__PROVIDED RECORDS__.
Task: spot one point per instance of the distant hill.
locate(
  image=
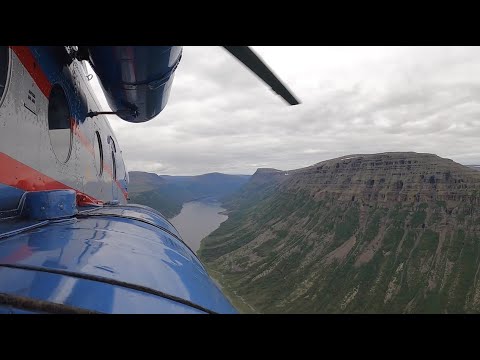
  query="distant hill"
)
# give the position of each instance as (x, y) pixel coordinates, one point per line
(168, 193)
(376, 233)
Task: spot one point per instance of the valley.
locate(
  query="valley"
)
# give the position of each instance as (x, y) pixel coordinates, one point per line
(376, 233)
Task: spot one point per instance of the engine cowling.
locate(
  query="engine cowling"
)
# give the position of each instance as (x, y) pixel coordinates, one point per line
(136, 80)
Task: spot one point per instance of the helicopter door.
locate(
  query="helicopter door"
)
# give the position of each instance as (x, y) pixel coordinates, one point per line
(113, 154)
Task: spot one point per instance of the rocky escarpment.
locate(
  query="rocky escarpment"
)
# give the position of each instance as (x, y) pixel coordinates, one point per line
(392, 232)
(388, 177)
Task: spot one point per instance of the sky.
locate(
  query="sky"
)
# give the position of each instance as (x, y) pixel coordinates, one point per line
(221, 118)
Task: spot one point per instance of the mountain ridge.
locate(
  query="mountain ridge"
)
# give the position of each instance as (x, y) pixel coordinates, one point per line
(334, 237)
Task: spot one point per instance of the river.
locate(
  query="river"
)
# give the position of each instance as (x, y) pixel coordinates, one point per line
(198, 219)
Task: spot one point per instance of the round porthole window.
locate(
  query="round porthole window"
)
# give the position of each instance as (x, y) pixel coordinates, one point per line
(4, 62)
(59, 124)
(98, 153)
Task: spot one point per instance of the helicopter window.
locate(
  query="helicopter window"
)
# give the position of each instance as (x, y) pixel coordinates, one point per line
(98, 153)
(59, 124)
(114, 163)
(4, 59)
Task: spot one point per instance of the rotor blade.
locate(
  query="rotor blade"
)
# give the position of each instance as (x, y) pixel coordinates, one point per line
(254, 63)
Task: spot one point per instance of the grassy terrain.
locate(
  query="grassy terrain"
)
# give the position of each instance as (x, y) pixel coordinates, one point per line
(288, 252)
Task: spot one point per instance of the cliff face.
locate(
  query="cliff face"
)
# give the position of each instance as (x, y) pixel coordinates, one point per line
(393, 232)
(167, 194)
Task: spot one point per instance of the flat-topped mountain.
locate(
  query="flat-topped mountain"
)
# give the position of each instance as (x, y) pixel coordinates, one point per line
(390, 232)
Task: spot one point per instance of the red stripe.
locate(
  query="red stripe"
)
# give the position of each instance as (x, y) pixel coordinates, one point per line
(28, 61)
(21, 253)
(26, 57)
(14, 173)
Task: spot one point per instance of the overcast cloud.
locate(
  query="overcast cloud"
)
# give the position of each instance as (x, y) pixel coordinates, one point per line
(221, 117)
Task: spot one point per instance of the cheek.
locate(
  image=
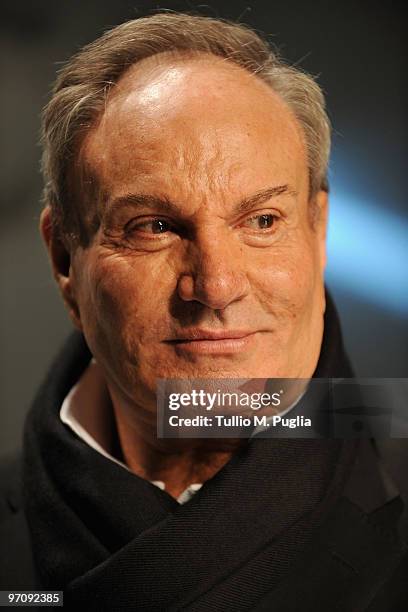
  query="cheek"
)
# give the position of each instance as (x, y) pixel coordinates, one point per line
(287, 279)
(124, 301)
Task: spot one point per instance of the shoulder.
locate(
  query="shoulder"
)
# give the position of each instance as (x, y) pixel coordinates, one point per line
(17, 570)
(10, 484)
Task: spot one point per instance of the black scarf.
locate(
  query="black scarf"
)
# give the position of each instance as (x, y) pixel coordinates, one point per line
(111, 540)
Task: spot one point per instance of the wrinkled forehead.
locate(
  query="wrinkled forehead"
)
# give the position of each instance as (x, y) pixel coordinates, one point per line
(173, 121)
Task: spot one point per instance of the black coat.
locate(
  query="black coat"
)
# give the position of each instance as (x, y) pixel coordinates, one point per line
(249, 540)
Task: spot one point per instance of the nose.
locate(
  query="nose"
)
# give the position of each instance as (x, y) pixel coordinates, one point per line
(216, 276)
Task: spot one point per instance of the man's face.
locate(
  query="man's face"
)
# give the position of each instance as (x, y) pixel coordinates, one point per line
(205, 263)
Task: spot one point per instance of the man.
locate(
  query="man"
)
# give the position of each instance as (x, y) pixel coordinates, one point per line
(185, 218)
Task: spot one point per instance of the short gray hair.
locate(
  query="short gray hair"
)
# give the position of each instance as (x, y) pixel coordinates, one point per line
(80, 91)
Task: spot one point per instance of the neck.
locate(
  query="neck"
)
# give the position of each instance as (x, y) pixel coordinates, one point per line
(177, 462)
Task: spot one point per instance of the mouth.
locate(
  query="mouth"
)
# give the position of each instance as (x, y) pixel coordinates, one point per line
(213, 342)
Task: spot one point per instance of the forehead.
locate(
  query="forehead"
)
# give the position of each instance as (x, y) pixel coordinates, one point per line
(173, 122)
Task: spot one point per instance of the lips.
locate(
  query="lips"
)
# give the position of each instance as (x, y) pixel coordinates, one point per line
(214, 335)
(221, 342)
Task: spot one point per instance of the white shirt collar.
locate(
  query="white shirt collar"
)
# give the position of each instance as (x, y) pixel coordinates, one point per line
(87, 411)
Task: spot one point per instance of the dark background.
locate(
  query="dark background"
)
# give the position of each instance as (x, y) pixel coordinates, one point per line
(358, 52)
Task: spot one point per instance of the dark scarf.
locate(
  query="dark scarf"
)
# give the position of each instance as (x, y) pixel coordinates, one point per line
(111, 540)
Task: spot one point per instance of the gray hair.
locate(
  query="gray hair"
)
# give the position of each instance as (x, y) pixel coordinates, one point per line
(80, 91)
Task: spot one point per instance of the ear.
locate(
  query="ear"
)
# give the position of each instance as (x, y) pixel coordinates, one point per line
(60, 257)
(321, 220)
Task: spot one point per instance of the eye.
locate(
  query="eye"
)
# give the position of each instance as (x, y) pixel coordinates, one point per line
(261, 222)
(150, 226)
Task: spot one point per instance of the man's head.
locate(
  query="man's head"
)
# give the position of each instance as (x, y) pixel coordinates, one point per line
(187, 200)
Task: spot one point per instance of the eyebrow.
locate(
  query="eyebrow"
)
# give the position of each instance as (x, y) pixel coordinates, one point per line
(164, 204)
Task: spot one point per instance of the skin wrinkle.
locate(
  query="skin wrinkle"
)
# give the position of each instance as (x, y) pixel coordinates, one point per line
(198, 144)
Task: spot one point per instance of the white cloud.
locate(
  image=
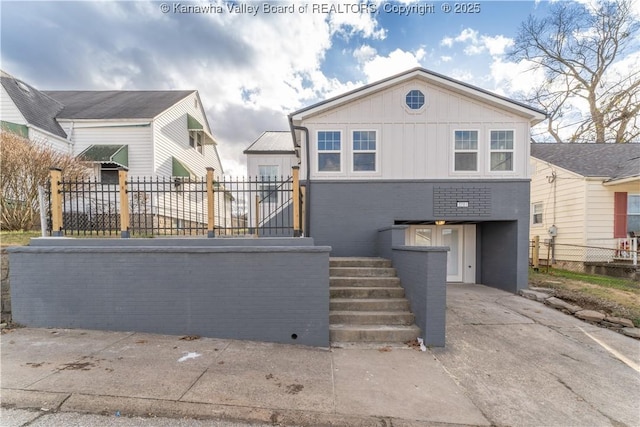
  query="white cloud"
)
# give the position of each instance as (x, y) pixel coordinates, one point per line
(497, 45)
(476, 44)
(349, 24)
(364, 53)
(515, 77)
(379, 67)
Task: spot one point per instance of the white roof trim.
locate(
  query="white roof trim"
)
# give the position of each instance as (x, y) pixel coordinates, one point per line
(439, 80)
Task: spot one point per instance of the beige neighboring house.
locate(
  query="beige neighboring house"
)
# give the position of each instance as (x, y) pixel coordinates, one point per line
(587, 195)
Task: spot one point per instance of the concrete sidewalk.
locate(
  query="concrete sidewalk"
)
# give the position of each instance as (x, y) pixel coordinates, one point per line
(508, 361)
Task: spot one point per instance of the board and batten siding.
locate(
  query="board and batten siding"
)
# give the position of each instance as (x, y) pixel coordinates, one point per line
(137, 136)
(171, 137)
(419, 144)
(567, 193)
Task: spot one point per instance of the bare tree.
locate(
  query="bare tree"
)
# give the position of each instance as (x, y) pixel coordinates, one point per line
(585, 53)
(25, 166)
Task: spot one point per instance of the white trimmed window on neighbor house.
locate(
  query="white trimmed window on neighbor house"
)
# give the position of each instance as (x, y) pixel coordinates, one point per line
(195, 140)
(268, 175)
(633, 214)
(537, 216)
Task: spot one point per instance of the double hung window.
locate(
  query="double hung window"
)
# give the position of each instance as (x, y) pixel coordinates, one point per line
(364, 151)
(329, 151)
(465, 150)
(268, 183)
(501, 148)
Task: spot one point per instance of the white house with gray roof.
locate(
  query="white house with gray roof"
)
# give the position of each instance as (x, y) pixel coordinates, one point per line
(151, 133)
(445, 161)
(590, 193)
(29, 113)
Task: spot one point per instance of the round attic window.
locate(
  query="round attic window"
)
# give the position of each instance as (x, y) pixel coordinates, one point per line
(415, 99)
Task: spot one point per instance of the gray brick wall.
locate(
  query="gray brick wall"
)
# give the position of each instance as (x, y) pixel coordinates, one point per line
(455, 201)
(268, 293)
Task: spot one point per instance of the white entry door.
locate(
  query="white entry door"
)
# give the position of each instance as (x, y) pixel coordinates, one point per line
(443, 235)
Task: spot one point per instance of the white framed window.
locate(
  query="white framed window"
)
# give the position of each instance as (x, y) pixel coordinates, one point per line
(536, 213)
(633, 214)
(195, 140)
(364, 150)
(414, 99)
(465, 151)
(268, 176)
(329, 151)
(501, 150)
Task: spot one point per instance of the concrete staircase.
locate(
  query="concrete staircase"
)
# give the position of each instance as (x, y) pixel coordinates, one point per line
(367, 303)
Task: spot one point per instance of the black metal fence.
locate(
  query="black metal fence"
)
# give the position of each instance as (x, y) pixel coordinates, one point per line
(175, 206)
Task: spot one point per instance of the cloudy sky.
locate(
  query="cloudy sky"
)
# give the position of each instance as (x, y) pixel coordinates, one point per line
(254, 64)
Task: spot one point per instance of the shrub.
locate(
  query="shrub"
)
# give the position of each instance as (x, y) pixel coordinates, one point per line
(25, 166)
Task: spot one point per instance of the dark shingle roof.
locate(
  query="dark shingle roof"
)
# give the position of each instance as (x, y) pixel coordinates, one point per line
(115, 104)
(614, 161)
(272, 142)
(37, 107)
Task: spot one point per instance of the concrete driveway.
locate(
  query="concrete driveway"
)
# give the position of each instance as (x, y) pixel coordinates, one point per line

__AIM OF THE EXERCISE__. Repeat word for word each line from the one with "Task: spot one point per instance of the concrete staircase." to the end of the records above, inclusive.

__RESULT OF THIS EXERCISE__.
Task: spot one point per instance of the concrete staircase.
locate(
  query="concrete staircase"
)
# give the position of each instance as (x, y) pixel coordinates, one point per line
(367, 303)
Task: spot one point per instance of the black metal fence.
locate(
  query="black metal fence"
)
# give the position of each instance as (x, y) pixel coordinates, one point per line
(175, 206)
Task: spot one point per instance of the cloudy sky.
locate(
  query="cloudy sky"
)
# give the position of each instance as (x, y) pixel coordinates, one point per line
(254, 64)
Task: spot one point per instance of the shrub.
locate(
  query="shrub"
)
# give the position of each instance as (x, y) pixel coordinates, one point per line
(25, 166)
Task: spot one point per instance of the dark shingle roof.
locate(
  query="dark shingle roof"
)
# give the position of each instance as (x, y) pixel coordinates, one point per line
(115, 104)
(614, 161)
(272, 142)
(37, 107)
Task: spot one point per instance of the concrete driveway.
locate(
  query="concrete driveway"
)
# give the position of each instance as (x, y) pixel coordinates, one point per line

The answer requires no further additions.